**INSTRUCTIONS TO FOLLOW**
Those lines of the records that contain "turbine" are to be located and copied.

*** DATA

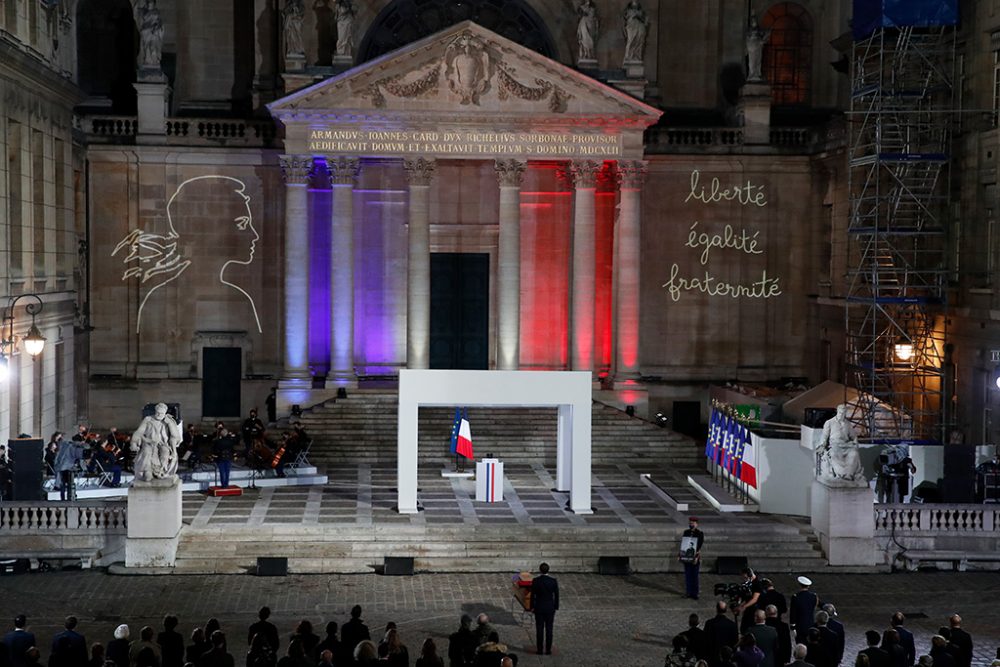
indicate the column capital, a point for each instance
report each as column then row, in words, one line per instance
column 584, row 172
column 631, row 174
column 419, row 171
column 296, row 168
column 510, row 173
column 343, row 170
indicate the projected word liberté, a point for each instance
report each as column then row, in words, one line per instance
column 730, row 238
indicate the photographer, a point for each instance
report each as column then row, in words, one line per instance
column 753, row 591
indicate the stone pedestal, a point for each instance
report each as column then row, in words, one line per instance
column 755, row 112
column 843, row 518
column 153, row 100
column 154, row 523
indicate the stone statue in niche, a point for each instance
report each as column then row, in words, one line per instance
column 291, row 23
column 467, row 68
column 345, row 27
column 156, row 440
column 150, row 35
column 756, row 38
column 635, row 29
column 839, row 462
column 586, row 29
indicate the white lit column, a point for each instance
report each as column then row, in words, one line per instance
column 419, row 174
column 584, row 174
column 296, row 169
column 631, row 174
column 509, row 173
column 343, row 175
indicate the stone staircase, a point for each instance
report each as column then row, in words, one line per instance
column 362, row 429
column 771, row 548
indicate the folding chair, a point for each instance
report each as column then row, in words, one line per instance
column 302, row 458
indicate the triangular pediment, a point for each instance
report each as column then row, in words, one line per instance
column 465, row 73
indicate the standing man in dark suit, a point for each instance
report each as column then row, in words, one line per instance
column 74, row 649
column 802, row 613
column 905, row 637
column 545, row 603
column 18, row 641
column 692, row 561
column 961, row 639
column 720, row 632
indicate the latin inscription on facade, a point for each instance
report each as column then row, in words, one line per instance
column 464, row 143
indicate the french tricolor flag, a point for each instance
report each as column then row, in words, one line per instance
column 748, row 471
column 463, row 444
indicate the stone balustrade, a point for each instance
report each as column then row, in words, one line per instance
column 183, row 131
column 41, row 518
column 937, row 518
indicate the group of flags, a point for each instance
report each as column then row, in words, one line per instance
column 461, row 434
column 730, row 445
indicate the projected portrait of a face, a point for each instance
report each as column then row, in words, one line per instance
column 209, row 227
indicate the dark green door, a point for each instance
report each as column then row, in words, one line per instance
column 220, row 386
column 460, row 300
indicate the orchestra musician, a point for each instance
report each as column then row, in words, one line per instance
column 252, row 429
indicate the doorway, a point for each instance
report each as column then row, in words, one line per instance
column 222, row 372
column 460, row 300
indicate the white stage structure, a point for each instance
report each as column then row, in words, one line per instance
column 569, row 391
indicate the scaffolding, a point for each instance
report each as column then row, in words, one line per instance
column 899, row 153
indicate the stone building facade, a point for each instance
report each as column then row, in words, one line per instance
column 181, row 180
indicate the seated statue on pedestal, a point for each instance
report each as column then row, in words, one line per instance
column 156, row 440
column 839, row 463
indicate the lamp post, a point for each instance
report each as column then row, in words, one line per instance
column 34, row 341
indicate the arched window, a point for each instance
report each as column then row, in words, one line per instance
column 107, row 42
column 788, row 53
column 405, row 21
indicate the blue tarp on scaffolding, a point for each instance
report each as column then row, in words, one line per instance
column 870, row 15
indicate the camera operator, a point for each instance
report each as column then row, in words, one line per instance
column 753, row 591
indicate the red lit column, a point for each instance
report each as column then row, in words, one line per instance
column 584, row 174
column 510, row 174
column 419, row 173
column 631, row 174
column 343, row 174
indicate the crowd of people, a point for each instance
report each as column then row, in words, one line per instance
column 752, row 631
column 475, row 644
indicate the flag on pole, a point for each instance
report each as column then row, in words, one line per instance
column 749, row 467
column 710, row 444
column 463, row 445
column 454, row 430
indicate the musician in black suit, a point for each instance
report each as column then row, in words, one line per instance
column 544, row 603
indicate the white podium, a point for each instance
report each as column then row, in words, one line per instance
column 489, row 481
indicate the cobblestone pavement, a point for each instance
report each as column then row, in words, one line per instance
column 614, row 621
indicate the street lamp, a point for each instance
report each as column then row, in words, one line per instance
column 34, row 341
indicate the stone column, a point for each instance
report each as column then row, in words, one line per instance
column 296, row 169
column 631, row 174
column 343, row 175
column 419, row 174
column 584, row 174
column 510, row 174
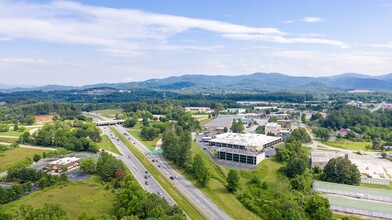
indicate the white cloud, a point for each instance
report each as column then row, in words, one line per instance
column 287, row 21
column 281, row 39
column 312, row 19
column 386, row 46
column 120, row 32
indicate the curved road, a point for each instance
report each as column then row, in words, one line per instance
column 210, row 209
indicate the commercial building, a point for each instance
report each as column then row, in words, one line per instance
column 285, row 124
column 248, row 103
column 272, row 128
column 199, row 109
column 243, row 148
column 66, row 162
column 381, row 195
column 219, row 123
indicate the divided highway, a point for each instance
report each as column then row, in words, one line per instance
column 210, row 209
column 137, row 169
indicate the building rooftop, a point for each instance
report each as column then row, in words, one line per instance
column 360, row 204
column 244, row 139
column 350, row 188
column 272, row 124
column 221, row 121
column 64, row 161
column 239, row 151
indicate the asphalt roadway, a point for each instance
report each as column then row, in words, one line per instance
column 204, row 204
column 137, row 169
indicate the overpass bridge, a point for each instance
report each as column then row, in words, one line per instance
column 109, row 122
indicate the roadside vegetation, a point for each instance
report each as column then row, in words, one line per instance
column 106, row 144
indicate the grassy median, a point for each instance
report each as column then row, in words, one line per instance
column 180, row 199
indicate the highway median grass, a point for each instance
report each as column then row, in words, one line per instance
column 216, row 190
column 349, row 145
column 180, row 199
column 135, row 131
column 106, row 144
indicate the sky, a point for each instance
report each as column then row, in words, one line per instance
column 98, row 41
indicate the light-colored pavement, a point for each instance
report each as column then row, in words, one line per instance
column 210, row 209
column 31, row 147
column 370, row 163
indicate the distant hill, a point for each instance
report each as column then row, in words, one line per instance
column 252, row 82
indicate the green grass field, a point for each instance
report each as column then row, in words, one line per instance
column 377, row 186
column 186, row 205
column 8, row 140
column 106, row 144
column 75, row 198
column 326, row 149
column 205, row 121
column 135, row 131
column 11, row 156
column 110, row 113
column 216, row 190
column 350, row 217
column 349, row 145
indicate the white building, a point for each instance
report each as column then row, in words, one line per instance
column 272, row 128
column 236, row 110
column 244, row 148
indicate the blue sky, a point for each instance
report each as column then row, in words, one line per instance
column 95, row 41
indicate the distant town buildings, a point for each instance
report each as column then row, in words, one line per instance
column 199, row 109
column 236, row 110
column 272, row 128
column 244, row 148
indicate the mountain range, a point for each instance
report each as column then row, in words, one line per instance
column 252, row 82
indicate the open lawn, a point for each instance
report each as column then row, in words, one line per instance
column 110, row 113
column 216, row 190
column 13, row 133
column 106, row 144
column 135, row 131
column 349, row 145
column 75, row 198
column 11, row 156
column 182, row 201
column 326, row 149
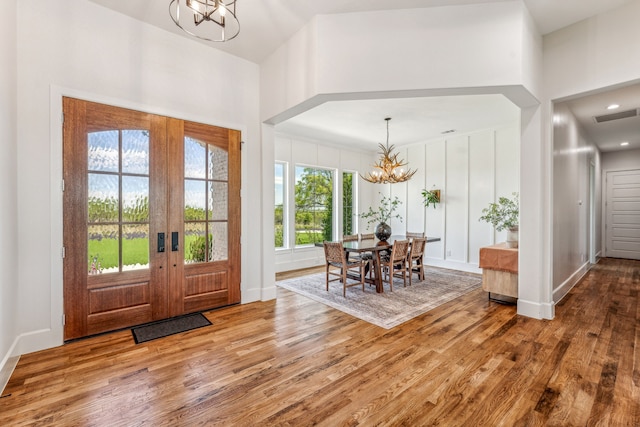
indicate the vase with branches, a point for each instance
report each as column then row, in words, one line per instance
column 382, row 215
column 504, row 215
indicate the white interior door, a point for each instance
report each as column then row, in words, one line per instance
column 623, row 214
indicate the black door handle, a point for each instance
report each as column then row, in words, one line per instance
column 174, row 241
column 160, row 242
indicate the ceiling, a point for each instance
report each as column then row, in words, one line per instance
column 267, row 24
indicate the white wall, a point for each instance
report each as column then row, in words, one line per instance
column 471, row 170
column 472, row 46
column 84, row 50
column 573, row 153
column 595, row 53
column 621, row 160
column 8, row 196
column 591, row 55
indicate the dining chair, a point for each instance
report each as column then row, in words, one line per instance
column 336, row 258
column 413, row 234
column 415, row 263
column 395, row 264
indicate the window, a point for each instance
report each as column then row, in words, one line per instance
column 206, row 204
column 314, row 205
column 118, row 201
column 279, row 213
column 348, row 203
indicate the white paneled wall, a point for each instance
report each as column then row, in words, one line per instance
column 470, row 170
column 482, row 161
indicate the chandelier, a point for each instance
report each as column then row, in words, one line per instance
column 211, row 20
column 388, row 170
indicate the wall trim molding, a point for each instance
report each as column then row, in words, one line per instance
column 8, row 365
column 536, row 310
column 564, row 288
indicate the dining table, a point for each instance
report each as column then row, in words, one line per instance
column 375, row 247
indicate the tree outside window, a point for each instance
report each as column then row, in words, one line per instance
column 314, row 205
column 348, row 197
column 280, row 191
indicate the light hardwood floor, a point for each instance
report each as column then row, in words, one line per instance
column 296, row 362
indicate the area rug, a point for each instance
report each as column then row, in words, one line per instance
column 388, row 309
column 163, row 328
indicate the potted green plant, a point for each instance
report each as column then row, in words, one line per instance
column 430, row 197
column 504, row 215
column 382, row 215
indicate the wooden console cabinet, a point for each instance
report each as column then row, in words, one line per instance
column 499, row 265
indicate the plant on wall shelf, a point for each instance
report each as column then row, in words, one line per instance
column 504, row 214
column 430, row 197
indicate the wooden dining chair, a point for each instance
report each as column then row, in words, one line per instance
column 413, row 234
column 415, row 263
column 395, row 264
column 336, row 258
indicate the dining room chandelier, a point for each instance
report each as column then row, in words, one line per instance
column 211, row 20
column 388, row 170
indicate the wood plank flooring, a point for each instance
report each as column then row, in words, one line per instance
column 296, row 362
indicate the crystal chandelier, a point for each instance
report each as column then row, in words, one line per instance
column 388, row 170
column 211, row 20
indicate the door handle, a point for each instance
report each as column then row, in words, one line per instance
column 174, row 241
column 160, row 242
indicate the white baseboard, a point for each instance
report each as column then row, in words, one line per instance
column 269, row 293
column 39, row 340
column 258, row 294
column 536, row 310
column 8, row 364
column 562, row 290
column 452, row 265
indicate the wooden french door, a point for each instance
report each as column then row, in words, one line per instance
column 151, row 225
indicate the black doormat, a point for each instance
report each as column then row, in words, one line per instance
column 164, row 328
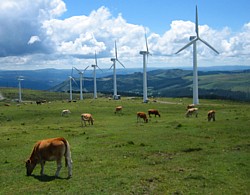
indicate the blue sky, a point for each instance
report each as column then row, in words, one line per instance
column 66, row 33
column 158, row 14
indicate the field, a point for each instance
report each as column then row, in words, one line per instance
column 168, row 155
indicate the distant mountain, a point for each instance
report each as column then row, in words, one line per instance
column 229, row 83
column 233, row 85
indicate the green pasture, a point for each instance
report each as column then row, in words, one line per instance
column 168, row 155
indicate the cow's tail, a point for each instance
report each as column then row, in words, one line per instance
column 68, row 159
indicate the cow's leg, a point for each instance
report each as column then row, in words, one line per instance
column 69, row 164
column 59, row 166
column 42, row 167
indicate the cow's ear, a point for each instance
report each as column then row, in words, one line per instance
column 28, row 161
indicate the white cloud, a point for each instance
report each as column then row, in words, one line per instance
column 53, row 42
column 33, row 39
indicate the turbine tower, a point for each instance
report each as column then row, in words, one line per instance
column 81, row 79
column 114, row 60
column 20, row 79
column 193, row 40
column 145, row 61
column 94, row 73
column 70, row 85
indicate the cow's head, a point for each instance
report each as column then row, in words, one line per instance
column 29, row 167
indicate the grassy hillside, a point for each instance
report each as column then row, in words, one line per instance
column 169, row 155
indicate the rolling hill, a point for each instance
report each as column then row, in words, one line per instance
column 234, row 85
column 228, row 83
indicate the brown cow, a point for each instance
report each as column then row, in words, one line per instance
column 211, row 115
column 87, row 117
column 153, row 111
column 192, row 111
column 190, row 106
column 118, row 109
column 50, row 150
column 143, row 116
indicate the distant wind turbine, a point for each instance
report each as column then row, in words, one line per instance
column 81, row 79
column 20, row 79
column 114, row 60
column 94, row 73
column 145, row 61
column 193, row 40
column 70, row 85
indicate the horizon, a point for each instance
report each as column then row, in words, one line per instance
column 62, row 34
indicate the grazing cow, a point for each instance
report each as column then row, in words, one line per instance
column 87, row 117
column 50, row 150
column 143, row 116
column 192, row 111
column 211, row 115
column 38, row 103
column 153, row 111
column 65, row 112
column 190, row 106
column 118, row 109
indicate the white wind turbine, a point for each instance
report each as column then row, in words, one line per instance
column 20, row 79
column 70, row 85
column 193, row 40
column 81, row 79
column 114, row 60
column 145, row 61
column 94, row 73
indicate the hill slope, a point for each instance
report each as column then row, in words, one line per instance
column 233, row 85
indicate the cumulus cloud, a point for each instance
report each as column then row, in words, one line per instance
column 32, row 34
column 33, row 39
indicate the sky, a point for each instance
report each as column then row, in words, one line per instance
column 63, row 34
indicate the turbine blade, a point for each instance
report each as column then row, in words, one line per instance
column 120, row 63
column 190, row 43
column 74, row 81
column 95, row 59
column 111, row 67
column 116, row 51
column 207, row 44
column 78, row 70
column 146, row 40
column 86, row 68
column 99, row 68
column 196, row 23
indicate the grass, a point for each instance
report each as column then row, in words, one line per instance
column 169, row 155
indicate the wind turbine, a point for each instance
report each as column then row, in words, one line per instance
column 70, row 85
column 20, row 79
column 94, row 73
column 145, row 61
column 114, row 60
column 81, row 79
column 193, row 40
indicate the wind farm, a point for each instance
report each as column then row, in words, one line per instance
column 193, row 41
column 153, row 123
column 114, row 60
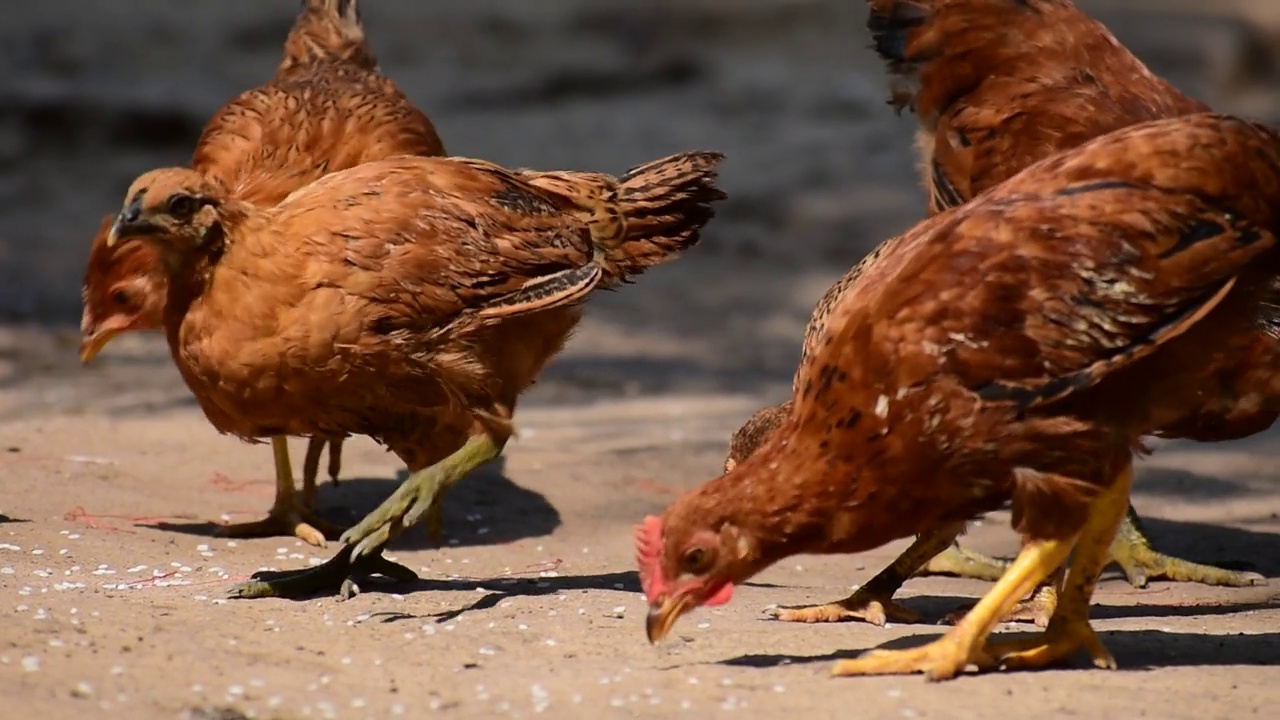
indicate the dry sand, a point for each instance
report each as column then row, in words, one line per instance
column 110, row 589
column 110, row 582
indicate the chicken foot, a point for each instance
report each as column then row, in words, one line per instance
column 1141, row 563
column 289, row 515
column 873, row 602
column 311, row 465
column 361, row 555
column 1068, row 630
column 1130, row 550
column 964, row 645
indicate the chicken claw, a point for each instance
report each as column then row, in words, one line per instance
column 419, row 495
column 338, row 574
column 1069, row 629
column 1036, row 609
column 1141, row 563
column 965, row 643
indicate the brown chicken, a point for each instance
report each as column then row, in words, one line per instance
column 991, row 101
column 327, row 109
column 411, row 300
column 1013, row 350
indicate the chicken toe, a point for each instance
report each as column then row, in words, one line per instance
column 965, row 643
column 1141, row 563
column 289, row 514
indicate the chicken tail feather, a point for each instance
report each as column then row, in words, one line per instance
column 549, row 291
column 648, row 215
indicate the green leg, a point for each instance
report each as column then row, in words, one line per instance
column 361, row 556
column 960, row 563
column 1141, row 563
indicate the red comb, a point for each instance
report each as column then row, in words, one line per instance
column 649, row 556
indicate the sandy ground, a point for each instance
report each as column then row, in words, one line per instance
column 112, row 580
column 110, row 589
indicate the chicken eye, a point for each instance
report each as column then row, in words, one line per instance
column 695, row 560
column 182, row 206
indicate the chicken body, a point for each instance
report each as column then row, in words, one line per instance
column 991, row 101
column 1013, row 350
column 327, row 109
column 411, row 300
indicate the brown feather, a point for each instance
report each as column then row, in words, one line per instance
column 1125, row 267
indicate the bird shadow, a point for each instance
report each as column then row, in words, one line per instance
column 1133, row 650
column 487, row 507
column 493, row 591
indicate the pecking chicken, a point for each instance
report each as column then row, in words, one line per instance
column 411, row 300
column 990, row 103
column 1013, row 350
column 327, row 109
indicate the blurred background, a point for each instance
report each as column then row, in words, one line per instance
column 819, row 169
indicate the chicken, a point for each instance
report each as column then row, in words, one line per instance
column 990, row 103
column 1013, row 350
column 327, row 109
column 411, row 300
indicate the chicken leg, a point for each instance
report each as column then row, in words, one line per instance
column 961, row 563
column 288, row 516
column 419, row 496
column 1069, row 629
column 964, row 645
column 1130, row 550
column 1141, row 563
column 311, row 465
column 873, row 601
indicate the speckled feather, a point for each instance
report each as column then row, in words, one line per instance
column 403, row 299
column 1125, row 265
column 992, row 101
column 325, row 109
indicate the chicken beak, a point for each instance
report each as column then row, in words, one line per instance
column 95, row 342
column 662, row 616
column 113, row 236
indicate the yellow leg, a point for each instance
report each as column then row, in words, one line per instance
column 310, row 469
column 963, row 646
column 336, row 459
column 1141, row 563
column 288, row 516
column 1036, row 609
column 1069, row 629
column 873, row 601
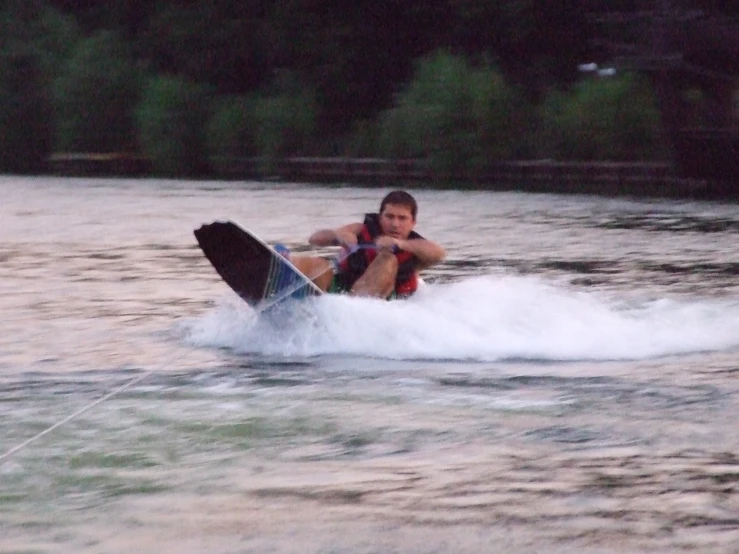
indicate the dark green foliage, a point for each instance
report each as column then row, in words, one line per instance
column 232, row 128
column 31, row 37
column 95, row 96
column 171, row 121
column 602, row 119
column 285, row 118
column 25, row 136
column 455, row 116
column 301, row 77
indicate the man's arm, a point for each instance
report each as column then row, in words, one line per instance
column 343, row 236
column 428, row 252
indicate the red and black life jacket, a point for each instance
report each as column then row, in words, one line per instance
column 354, row 265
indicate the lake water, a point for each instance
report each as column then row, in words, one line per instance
column 566, row 382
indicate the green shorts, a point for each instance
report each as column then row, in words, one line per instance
column 339, row 286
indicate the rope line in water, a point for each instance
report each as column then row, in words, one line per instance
column 78, row 413
column 143, row 376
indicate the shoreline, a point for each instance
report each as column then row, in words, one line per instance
column 641, row 179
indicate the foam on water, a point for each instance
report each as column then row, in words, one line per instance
column 477, row 319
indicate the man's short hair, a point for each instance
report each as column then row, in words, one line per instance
column 400, row 198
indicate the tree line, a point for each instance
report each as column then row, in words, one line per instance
column 186, row 83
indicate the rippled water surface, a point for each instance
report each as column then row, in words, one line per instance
column 567, row 379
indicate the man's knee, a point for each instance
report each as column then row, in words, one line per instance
column 386, row 259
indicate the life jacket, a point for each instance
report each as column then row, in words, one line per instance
column 354, row 265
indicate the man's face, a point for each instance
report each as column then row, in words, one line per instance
column 396, row 221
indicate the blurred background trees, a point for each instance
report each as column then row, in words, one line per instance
column 185, row 82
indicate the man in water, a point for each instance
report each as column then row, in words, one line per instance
column 382, row 256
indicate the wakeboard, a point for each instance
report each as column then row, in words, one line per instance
column 254, row 270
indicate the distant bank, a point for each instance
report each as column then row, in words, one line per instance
column 647, row 179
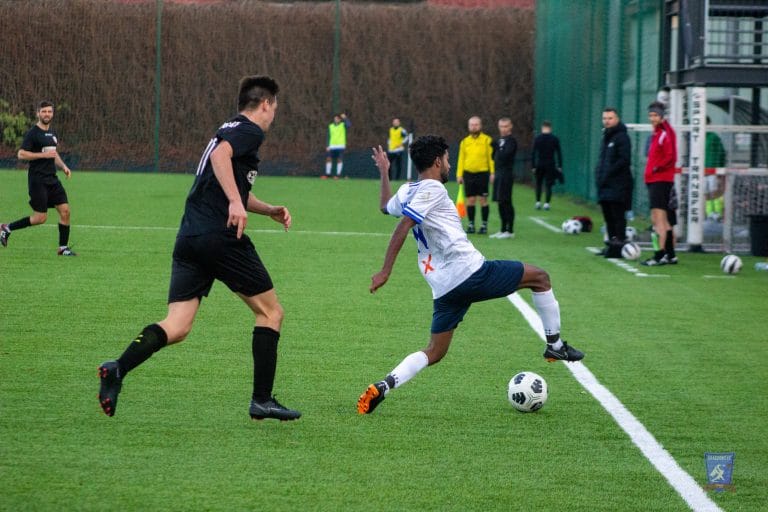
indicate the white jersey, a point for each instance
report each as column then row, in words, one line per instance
column 446, row 257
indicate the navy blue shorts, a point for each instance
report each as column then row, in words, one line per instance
column 334, row 154
column 495, row 279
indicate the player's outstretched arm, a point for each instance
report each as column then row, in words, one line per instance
column 221, row 161
column 279, row 214
column 380, row 278
column 381, row 160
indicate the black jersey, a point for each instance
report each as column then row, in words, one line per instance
column 504, row 150
column 546, row 151
column 36, row 140
column 207, row 207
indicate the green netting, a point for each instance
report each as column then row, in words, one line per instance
column 591, row 54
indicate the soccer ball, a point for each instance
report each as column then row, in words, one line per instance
column 630, row 251
column 527, row 392
column 730, row 264
column 571, row 227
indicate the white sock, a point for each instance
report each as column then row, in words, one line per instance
column 409, row 367
column 549, row 311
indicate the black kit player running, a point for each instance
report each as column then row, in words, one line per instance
column 211, row 245
column 39, row 148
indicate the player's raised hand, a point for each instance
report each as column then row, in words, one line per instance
column 282, row 215
column 238, row 217
column 381, row 160
column 378, row 280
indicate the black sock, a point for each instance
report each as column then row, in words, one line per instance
column 19, row 224
column 264, row 348
column 151, row 339
column 63, row 235
column 669, row 244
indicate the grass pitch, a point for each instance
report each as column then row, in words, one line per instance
column 686, row 354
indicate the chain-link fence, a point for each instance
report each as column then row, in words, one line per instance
column 433, row 66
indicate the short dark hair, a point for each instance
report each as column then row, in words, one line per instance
column 255, row 89
column 426, row 149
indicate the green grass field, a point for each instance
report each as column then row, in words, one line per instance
column 686, row 354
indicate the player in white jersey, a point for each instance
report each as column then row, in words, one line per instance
column 458, row 273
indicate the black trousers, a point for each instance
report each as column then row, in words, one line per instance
column 615, row 222
column 544, row 179
column 395, row 165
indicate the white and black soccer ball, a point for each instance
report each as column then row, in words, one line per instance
column 730, row 264
column 630, row 251
column 527, row 392
column 571, row 227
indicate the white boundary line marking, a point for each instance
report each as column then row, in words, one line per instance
column 267, row 231
column 543, row 223
column 624, row 265
column 682, row 482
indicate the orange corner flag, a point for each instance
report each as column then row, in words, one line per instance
column 460, row 202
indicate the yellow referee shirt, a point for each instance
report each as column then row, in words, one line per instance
column 475, row 155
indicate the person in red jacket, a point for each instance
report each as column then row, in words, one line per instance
column 660, row 178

******

**ANSWER SECTION**
indicate the turbine tower, a point for each instance
indicate the distant wind turbine, a point for each instance
indicate the white wind turbine, a point for each instance
indicate the turbine blade, a point for each instance
indicate the wind turbine, a point for each instance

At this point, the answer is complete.